§ TASK DIRECTIONS: Can you reproduce the material below line for line, with no changes?

*** Opening RECORDED DATA ***

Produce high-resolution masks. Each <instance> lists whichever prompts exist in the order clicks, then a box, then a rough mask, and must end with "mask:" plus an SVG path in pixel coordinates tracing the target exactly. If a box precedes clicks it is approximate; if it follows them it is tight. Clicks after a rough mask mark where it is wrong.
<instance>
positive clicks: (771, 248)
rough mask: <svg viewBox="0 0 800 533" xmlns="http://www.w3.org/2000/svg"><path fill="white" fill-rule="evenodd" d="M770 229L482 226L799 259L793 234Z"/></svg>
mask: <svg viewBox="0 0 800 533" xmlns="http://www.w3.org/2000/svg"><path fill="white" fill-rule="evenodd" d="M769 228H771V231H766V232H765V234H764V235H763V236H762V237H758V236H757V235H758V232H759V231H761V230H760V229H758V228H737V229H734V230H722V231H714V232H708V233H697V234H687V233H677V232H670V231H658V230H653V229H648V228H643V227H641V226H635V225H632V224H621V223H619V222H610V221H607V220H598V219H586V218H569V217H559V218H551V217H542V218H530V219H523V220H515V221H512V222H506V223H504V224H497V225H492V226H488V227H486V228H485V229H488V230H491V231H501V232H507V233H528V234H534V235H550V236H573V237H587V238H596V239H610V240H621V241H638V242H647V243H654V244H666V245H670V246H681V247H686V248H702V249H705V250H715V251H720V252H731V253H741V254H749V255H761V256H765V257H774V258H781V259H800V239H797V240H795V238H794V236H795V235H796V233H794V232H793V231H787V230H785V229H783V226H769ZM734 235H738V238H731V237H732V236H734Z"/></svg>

*** Closing RECORDED DATA ***

§ ANSWER TO THE PROBLEM:
Produce high-resolution masks. Each <instance> lists whichever prompts exist in the order clicks, then a box, then a rough mask, and must end with "mask:" plus an SVG path in pixel coordinates tracing the target exactly. If a box precedes clicks it is approximate; if it follows them it is tight. Clicks after a rough mask mark where it is wrong.
<instance>
positive clicks: (771, 248)
rough mask: <svg viewBox="0 0 800 533" xmlns="http://www.w3.org/2000/svg"><path fill="white" fill-rule="evenodd" d="M770 229L482 226L799 259L793 234Z"/></svg>
mask: <svg viewBox="0 0 800 533" xmlns="http://www.w3.org/2000/svg"><path fill="white" fill-rule="evenodd" d="M769 228H771V231H766V232H765V234H764V235H763V236H762V237H758V236H757V235H758V232H759V231H761V230H760V229H758V228H737V229H734V230H722V231H714V232H708V233H697V234H687V233H677V232H670V231H658V230H653V229H648V228H643V227H641V226H635V225H632V224H621V223H619V222H610V221H607V220H598V219H586V218H569V217H559V218H551V217H542V218H530V219H523V220H515V221H512V222H506V223H504V224H497V225H492V226H488V227H486V228H485V229H488V230H491V231H501V232H507V233H528V234H534V235H550V236H573V237H587V238H596V239H610V240H621V241H638V242H647V243H654V244H666V245H670V246H681V247H686V248H702V249H705V250H715V251H720V252H731V253H741V254H749V255H761V256H765V257H774V258H781V259H800V239H797V240H795V238H794V236H795V235H796V233H794V232H793V231H787V230H785V229H783V226H769ZM734 235H738V238H731V237H732V236H734Z"/></svg>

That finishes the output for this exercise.